## SUPPLIED INFORMATION
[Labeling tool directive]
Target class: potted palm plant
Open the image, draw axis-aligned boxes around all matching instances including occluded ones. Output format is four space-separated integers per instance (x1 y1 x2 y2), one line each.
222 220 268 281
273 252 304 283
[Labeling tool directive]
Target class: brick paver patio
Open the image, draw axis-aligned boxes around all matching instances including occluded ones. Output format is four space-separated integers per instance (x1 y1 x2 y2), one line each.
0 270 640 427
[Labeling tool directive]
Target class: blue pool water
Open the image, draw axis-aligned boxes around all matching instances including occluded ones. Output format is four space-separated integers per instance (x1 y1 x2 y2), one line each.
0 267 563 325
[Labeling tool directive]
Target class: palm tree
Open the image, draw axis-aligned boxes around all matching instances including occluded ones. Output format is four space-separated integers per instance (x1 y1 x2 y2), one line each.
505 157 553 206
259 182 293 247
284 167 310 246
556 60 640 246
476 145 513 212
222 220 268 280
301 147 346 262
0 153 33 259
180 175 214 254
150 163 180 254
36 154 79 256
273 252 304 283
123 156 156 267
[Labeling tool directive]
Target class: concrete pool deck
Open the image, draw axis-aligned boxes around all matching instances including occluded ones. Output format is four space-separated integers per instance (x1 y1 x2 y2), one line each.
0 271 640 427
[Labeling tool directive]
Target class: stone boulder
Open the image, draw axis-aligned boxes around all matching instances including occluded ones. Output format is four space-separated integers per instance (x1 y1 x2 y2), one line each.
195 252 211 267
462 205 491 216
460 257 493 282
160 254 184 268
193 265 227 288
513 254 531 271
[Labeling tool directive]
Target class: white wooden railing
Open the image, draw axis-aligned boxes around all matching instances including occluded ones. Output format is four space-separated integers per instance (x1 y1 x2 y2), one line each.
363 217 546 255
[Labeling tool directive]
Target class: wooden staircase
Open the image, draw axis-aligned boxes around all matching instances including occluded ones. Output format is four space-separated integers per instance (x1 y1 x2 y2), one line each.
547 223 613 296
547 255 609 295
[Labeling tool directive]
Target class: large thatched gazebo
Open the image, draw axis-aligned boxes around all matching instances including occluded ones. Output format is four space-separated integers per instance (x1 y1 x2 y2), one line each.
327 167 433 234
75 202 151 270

## INSTRUCTIONS FOR THE TASK
Please restate the records in full, word for word.

## WRITTEN RESPONSE
[Labeling tool directive]
Target class: potted palm plant
Open the image, draw axis-aligned boxes around all matching instances including occluded ones. Output format is four space-separated integers per instance (x1 y1 x2 y2), one line each.
222 220 268 281
273 252 304 283
[Labeling tool directive]
Target class: brick paver patio
Open the image, draw axis-aligned boxes around all matching instances including occluded ones. Output format is four space-separated integers per instance (x1 y1 x2 y2), one line each.
0 270 640 427
[Labeling tool directive]
Target class: blue pool water
Open the image, draw axis-aligned boxes around all matching instances including occluded ones. Output format is four space-separated integers per instance (x1 y1 x2 y2), one line each.
0 267 563 325
[Labeling tool directive]
Target class: palm tree
Open the image, draw axis-aligned boxes around all matching instances including occluded ones. Output format is four space-separated integers per instance (x1 y1 x2 y2), one line each.
505 157 553 206
259 182 293 247
284 167 310 246
556 60 640 246
476 145 513 212
222 220 268 280
301 147 346 262
0 153 33 259
180 175 214 254
150 163 180 254
36 154 79 256
273 252 304 283
123 156 156 267
[Labeling tool directive]
Target class: concrete pool deck
Open the image, draw axis-aligned boxes around all matching instances including occluded ones. Output format is four space-separated integers per instance (x1 y1 x2 y2), one line each.
0 271 640 427
[Labeling tool directive]
Target class: stone boulder
Open the image, draw axis-aligned boxes around all matching instances including occluded ones. Output format is four space-separated integers per instance (x1 y1 x2 y2), one line each.
195 252 211 267
462 205 491 216
460 257 493 282
160 254 184 268
193 265 227 288
513 254 531 271
[Labeling tool directive]
Target class: white wooden railing
Open the image, draw axis-aligned boxes around all matching instances including occluded ones. Output format is four space-separated integers per instance (x1 y1 x2 y2), one line each.
363 217 546 255
[Labeling tool directive]
Target class: wooden staircase
Open the image, draw axis-aligned boxes around all matching instances including occluded ones. Output format is four space-separated integers per instance (x1 y1 x2 y2), one line each.
547 223 613 296
547 255 609 295
[Labeling tool directive]
Target class: large thatched gazebo
Open the image, draw axis-aligned boxes around all matching instances including occluded ones. Output format is four space-separated integers per instance (x1 y1 x2 y2), one line each.
327 167 433 234
75 202 151 270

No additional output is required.